##### DATASET RECORDS #####

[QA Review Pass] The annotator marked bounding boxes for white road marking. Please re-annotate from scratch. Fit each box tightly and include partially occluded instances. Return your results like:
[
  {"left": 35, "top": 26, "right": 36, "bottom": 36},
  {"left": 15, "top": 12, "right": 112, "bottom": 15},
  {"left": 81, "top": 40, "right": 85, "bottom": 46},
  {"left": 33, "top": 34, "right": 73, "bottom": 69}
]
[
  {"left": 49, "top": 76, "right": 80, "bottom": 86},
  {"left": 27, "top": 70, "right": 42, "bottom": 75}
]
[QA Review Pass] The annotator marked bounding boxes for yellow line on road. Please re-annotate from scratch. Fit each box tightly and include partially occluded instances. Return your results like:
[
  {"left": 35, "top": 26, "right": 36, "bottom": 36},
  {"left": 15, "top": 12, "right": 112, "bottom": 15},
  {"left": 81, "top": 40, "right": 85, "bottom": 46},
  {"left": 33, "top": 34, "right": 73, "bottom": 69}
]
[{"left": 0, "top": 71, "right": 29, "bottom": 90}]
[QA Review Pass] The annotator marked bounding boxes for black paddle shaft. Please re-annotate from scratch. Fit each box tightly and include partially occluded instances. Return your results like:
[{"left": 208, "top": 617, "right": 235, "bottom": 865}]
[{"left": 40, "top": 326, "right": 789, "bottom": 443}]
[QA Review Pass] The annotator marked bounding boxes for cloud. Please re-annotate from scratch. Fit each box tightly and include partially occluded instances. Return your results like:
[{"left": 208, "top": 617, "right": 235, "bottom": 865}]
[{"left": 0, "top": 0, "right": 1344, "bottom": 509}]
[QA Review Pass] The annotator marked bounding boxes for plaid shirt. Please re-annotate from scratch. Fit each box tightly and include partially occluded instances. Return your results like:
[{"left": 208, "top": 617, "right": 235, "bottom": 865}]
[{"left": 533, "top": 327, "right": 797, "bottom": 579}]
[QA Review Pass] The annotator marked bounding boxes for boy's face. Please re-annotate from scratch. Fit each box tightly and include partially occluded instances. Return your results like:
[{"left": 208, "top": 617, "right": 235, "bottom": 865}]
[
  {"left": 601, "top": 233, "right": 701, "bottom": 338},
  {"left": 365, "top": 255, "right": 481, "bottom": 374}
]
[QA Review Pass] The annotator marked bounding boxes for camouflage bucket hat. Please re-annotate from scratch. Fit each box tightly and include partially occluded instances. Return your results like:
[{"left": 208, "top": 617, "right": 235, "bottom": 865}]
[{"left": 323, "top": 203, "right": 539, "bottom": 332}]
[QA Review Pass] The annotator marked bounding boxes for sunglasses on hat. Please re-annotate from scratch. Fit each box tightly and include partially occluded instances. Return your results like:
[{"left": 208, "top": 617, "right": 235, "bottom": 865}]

#####

= INSTRUCTIONS TO FOLLOW =
Write out the records above word for word, starting at the line that contains "[QA Review Pass] The annotator marked bounding boxes for plaid" and ending with the last line of the records.

= REPLY =
[QA Review Pass] The annotator marked bounding boxes for plaid shirt. Please re-annotate from scratch. Fit each box tightly and include partially occluded instances. Return your results like:
[{"left": 208, "top": 617, "right": 235, "bottom": 865}]
[{"left": 533, "top": 327, "right": 797, "bottom": 579}]
[QA Review Pass] The annotator marked bounding boxes for boy's face. Please re-annotate from scratch. Fit each box tightly and include partially occluded instances. Return your results like:
[{"left": 208, "top": 617, "right": 235, "bottom": 865}]
[
  {"left": 601, "top": 233, "right": 701, "bottom": 338},
  {"left": 365, "top": 255, "right": 481, "bottom": 374}
]
[QA Review Pass] The annotator marked bounding boxes for camouflage bucket hat. Please re-annotate from scratch. Fit each box tightly and include partially occluded instances. Return your results like:
[{"left": 208, "top": 617, "right": 235, "bottom": 865}]
[{"left": 323, "top": 203, "right": 539, "bottom": 332}]
[QA Review Pass] The annotator marked bounding boxes for sunglasses on hat. Please re-annotate from scratch. Fit each box tightly and include partially occluded instances. Return your results like:
[{"left": 208, "top": 617, "right": 235, "bottom": 865}]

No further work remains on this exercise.